About this exercise =>
One line in the listing below contains "Presence check — bee's leg.". Repeat that line and each line after it exactly, ending with the last one.
———
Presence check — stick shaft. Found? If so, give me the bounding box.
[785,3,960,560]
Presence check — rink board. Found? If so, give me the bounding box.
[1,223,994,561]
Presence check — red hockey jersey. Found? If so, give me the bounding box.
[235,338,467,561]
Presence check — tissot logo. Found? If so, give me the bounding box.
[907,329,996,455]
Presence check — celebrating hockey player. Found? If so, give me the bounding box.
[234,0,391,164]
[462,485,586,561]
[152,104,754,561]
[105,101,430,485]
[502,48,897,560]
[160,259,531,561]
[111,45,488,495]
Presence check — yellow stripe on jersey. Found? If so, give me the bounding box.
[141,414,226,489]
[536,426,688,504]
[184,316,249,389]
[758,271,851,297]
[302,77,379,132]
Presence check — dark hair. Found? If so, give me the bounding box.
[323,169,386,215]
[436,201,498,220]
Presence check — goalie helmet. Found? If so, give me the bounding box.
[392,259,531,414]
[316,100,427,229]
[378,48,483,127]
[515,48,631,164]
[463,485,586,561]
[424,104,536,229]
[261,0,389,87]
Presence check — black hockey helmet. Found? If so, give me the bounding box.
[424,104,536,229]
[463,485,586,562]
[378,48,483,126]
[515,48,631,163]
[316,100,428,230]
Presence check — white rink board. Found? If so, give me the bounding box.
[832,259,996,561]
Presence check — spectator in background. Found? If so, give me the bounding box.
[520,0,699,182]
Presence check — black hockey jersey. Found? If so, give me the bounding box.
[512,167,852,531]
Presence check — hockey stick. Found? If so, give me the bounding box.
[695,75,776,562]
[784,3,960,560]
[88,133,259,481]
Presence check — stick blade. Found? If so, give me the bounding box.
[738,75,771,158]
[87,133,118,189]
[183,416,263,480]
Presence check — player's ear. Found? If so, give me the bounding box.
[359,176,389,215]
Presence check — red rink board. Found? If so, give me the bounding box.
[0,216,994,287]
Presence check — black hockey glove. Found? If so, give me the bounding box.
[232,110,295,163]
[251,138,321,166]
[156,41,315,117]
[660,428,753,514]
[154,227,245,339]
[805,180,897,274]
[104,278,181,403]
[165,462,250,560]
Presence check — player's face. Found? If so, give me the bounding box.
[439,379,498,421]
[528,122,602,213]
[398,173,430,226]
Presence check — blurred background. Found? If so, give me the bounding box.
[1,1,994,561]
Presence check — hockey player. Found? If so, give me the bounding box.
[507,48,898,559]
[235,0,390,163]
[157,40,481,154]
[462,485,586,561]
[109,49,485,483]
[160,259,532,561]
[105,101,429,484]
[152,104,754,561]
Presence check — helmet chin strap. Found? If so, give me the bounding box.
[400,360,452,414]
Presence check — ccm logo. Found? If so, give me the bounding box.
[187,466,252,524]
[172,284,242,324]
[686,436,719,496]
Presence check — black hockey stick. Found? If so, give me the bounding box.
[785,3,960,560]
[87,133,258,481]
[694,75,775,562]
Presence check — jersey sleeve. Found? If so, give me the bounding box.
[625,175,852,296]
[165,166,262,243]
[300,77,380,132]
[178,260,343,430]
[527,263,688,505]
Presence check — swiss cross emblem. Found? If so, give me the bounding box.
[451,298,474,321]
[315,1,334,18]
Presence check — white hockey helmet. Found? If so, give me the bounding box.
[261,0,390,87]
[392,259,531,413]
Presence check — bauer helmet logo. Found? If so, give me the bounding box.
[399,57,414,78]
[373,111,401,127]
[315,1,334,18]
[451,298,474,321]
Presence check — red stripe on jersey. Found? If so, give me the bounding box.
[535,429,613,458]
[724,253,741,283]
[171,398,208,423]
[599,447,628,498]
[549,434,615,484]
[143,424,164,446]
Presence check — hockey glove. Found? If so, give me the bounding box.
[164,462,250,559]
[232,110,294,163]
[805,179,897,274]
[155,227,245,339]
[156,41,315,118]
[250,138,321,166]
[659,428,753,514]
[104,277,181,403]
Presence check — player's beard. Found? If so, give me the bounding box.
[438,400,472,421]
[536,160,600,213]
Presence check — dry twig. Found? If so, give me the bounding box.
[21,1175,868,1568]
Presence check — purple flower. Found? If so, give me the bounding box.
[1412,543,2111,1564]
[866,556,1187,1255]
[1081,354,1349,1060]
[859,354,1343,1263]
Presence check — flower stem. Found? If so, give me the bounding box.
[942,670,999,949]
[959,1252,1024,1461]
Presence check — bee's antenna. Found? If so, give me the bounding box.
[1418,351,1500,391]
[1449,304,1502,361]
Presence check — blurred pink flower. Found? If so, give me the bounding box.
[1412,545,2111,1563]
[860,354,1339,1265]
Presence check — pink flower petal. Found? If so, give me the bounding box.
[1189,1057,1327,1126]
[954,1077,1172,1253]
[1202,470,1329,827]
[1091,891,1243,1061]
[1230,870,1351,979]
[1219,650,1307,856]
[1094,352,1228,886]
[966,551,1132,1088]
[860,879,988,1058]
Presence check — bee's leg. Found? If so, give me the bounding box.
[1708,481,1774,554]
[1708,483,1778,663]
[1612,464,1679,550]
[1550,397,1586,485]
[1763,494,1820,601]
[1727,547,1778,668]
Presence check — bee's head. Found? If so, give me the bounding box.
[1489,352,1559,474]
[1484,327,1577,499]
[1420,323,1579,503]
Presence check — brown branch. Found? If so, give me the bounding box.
———
Exercise solution =>
Presence check — bee's leg. Found? If so, give me the bounding box.
[1708,481,1774,554]
[1708,483,1778,663]
[1612,464,1679,550]
[1550,397,1586,485]
[1763,494,1820,601]
[1727,547,1778,668]
Presence check — bee's head. Found? If so, give me the bounding box.
[1489,352,1559,474]
[1484,327,1577,499]
[1420,323,1579,503]
Presence check — brown branch. Found? If so, give me the bounding box.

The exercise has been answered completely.